## AIM
Can you write out the whole listing exactly?

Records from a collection
--- start ---

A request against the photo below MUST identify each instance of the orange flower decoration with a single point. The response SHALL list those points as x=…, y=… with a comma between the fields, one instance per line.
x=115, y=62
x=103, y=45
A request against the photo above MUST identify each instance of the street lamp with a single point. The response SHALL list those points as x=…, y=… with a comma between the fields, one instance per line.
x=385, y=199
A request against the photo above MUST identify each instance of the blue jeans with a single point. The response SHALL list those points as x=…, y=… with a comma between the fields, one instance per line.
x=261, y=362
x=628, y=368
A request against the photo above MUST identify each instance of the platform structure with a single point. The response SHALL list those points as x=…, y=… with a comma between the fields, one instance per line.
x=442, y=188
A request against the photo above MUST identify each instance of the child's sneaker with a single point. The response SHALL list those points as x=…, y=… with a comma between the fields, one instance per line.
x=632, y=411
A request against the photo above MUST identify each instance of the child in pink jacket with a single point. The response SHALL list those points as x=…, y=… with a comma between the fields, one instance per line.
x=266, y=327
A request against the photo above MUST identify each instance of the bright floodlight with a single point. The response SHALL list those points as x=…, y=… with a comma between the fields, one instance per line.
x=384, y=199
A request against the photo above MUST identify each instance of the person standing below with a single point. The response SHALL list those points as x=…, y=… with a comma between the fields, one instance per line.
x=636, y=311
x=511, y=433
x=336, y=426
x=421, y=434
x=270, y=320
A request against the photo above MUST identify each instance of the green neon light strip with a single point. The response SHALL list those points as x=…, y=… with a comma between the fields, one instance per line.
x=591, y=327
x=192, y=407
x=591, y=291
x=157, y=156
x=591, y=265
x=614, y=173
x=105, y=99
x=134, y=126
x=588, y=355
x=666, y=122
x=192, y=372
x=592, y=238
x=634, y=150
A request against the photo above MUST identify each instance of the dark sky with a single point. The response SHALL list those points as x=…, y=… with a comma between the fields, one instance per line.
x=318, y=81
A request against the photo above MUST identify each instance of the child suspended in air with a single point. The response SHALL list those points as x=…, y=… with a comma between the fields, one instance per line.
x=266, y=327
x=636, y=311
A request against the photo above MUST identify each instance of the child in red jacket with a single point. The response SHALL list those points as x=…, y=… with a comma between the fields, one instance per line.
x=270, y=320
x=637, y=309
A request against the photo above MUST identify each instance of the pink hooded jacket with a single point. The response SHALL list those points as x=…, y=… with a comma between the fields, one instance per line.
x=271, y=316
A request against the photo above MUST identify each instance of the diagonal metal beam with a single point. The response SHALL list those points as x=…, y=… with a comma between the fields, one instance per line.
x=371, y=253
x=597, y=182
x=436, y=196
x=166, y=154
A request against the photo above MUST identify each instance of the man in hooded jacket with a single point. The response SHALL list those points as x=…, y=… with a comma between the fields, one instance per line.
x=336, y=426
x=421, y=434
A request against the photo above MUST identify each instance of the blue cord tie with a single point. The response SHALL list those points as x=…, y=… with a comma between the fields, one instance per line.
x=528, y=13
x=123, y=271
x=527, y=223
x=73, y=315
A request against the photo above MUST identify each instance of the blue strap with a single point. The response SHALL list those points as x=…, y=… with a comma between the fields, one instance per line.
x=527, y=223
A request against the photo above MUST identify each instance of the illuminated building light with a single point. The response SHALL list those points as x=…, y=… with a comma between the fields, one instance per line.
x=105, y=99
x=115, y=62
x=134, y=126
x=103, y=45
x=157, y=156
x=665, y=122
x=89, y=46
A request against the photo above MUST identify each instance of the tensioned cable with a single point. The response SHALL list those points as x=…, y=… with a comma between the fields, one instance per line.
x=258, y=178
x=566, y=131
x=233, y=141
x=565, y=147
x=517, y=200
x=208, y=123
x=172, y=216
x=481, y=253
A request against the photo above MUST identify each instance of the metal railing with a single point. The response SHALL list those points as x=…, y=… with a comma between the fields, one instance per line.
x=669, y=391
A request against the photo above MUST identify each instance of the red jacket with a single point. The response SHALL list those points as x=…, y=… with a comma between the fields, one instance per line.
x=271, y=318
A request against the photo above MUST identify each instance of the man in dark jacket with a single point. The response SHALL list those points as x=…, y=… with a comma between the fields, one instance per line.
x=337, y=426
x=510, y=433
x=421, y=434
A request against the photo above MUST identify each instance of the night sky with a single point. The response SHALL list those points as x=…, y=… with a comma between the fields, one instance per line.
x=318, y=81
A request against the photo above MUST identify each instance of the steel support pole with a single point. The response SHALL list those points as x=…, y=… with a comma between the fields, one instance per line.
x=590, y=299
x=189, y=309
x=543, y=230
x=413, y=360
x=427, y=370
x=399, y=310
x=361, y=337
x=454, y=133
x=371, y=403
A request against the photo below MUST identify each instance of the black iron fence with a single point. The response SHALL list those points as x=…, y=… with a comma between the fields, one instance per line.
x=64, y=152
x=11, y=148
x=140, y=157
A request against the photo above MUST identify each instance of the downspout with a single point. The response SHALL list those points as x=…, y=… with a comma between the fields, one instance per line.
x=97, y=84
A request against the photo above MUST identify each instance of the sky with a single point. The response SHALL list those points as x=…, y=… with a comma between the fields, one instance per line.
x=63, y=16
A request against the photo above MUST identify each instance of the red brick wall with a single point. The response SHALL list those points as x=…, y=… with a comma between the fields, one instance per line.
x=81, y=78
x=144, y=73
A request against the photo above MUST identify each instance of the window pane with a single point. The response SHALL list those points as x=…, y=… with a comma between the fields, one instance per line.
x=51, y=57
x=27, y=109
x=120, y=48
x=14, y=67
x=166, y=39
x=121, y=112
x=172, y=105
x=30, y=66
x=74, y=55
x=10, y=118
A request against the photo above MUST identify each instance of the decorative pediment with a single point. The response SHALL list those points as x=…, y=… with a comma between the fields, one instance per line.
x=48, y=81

--- end ---

## THE COMPLETED TASK
A request against the photo below MUST identify each instance of the orange flower decoration with a single point. The response SHALL list those points as x=…, y=… with a comma between the fields, one instance per line.
x=115, y=62
x=103, y=45
A request against the photo above MUST identify each instance of the street lamp with a single point. The response SHALL list those points as x=…, y=… with a comma between the fields, one instance per line.
x=385, y=199
A request against the photo above MUST identify each instance of the blue jeans with a single point. The response SHALL list those points as x=…, y=… with a comma between the fields, one instance per line.
x=261, y=362
x=628, y=368
A request against the photo above MUST identify each instance of the platform structure with a single point. The response SHALL list those points as x=…, y=… with a comma between the fields, one instance per line.
x=442, y=188
A request against the photo above MUST identify each instance of the child's sneaker with a single point. The response SHALL list those points as x=…, y=… with a comma between the fields, one instance per line.
x=632, y=411
A request against the photo above MUST identify each instance of the child in pink jacket with a single point. The response SHALL list those points as x=…, y=… with a comma between the fields, one instance per line.
x=266, y=327
A request against the photo above MUST identify each instance of the bright floodlight with a single point. The response SHALL list those points as x=…, y=… with a comma between the fields, one instance per line.
x=384, y=199
A request against the photo above MUST identify each instance of the person standing below with a single point. The response SHALL list those points as x=…, y=… with a comma between the fields, one instance per line.
x=636, y=311
x=511, y=433
x=336, y=426
x=421, y=434
x=270, y=320
A request against the photo above MUST identify each instance of the green neon light strip with a single point. The response SHALL list those points as x=…, y=… with a comma between the fields, one instance per line.
x=591, y=327
x=192, y=407
x=591, y=291
x=157, y=156
x=591, y=265
x=614, y=173
x=105, y=99
x=134, y=126
x=588, y=355
x=666, y=122
x=192, y=372
x=592, y=238
x=634, y=150
A request against the photo above MUST identify each instance of the dark sky with a single point. The response SHALL list those points as x=…, y=… with a comma between the fields, one instance per line.
x=318, y=81
A request against the photo above MUST identify each instance of the child suspended in air with a single point. The response SHALL list those points as x=…, y=… with a comma between the fields, one instance per line.
x=266, y=327
x=636, y=311
A request against the photo above MUST identify each instance of the child in red jacket with a single point. The response SHALL list those points as x=…, y=… with a comma between the fields, one instance per line.
x=270, y=320
x=637, y=309
A request against the photo above MUST identify each instance of the pink hooded jacket with a single point. The response SHALL list those points as x=…, y=… with a comma between the fields, one instance per line.
x=271, y=316
A request against the photo above MUST identify each instance of the diagonal metal beam with a single point. The response SHALL list those points as x=…, y=… with a comma between the fields, one instance per line.
x=371, y=253
x=597, y=182
x=436, y=196
x=166, y=154
A request against the photo above MUST identify each instance of the man in hooded jacket with a single point. The response SHALL list those points as x=…, y=… with a comma between the fields, one instance per line.
x=336, y=426
x=421, y=434
A request against the photo above MUST identify each instance of the blue cord tie with a single point. The response SHALL list those points as x=…, y=… with a comma between the fields, one instance per line.
x=528, y=13
x=123, y=271
x=527, y=223
x=73, y=315
A request against the photo above MUST identify each instance of the blue strap with a single point. The response SHALL list those points as x=…, y=… with a comma between the fields, one instance per line.
x=527, y=223
A request against the photo above MUST identify each instance of the illuminated building light with a single point. The response SHALL list those points as x=…, y=… with a comma between the fields, one instance per line.
x=105, y=99
x=115, y=62
x=134, y=126
x=103, y=45
x=157, y=156
x=665, y=122
x=89, y=46
A request against the photo above MUST identify each instance of the tensioned cable with a single point. The response SHALL list those points as x=…, y=… with a comma between the fields, one instance per line.
x=258, y=178
x=566, y=131
x=233, y=141
x=565, y=147
x=517, y=200
x=208, y=123
x=172, y=216
x=481, y=253
A request against the photo above MUST identify each instance of the metal railing with a single point. The response SHALL list those points as x=…, y=… with a comma between the fields, one instance per line.
x=669, y=391
A request against the photo above MUST identify each instance of the red jacket with a single point. The response SHALL list those points as x=…, y=… with a comma between the fields, one instance per line.
x=271, y=318
A request against the photo above MUST identify each instance of the man in dark jacket with a single point. The response SHALL list those points as x=…, y=… with a comma between the fields, one instance per line.
x=337, y=426
x=510, y=433
x=421, y=434
A request against the photo above MUST identify each instance of the night sky with a single point. The response SHALL list those points as x=…, y=… with a comma between the fields, one instance per line.
x=318, y=81
A request against the photo above MUST identify each instance of the steel support pole with a single point. The response SHALL list those points as x=…, y=… with a comma between the fields, one instance per line.
x=590, y=299
x=189, y=309
x=543, y=230
x=413, y=360
x=427, y=370
x=399, y=310
x=361, y=337
x=454, y=133
x=371, y=403
A request against the photo below MUST identify each instance of the black iron fence with a single point. The response SHALL list those points as x=…, y=… with a comma between the fields, one instance per line.
x=64, y=152
x=11, y=148
x=140, y=157
A request against the photo above MUST identify each instance of the downspout with a single point. The response SHALL list those points as x=…, y=… with a comma between the fields, one instance per line.
x=97, y=84
A request against the photo above MUST identify each instance of the sky with a single point. The response SHALL list those points as x=…, y=… with a comma between the fields, one instance per line.
x=63, y=16
A request against the photo above MUST identify each instance of the red brick wall with a single point. The response SHALL list those points as x=…, y=… with a comma between the fields, one instance per line.
x=81, y=78
x=144, y=73
A request against the photo above MUST identify each instance of the window pane with a single point. The response SHALL list those points as x=…, y=… with a comma between the fields, one instance per line.
x=51, y=57
x=27, y=109
x=120, y=48
x=14, y=67
x=166, y=39
x=121, y=112
x=172, y=105
x=30, y=66
x=74, y=55
x=10, y=118
A request against the photo above MUST identify each instance of the decorative pediment with a single point. The response SHALL list those points as x=…, y=… with a comma between the fields, one instance per line.
x=48, y=81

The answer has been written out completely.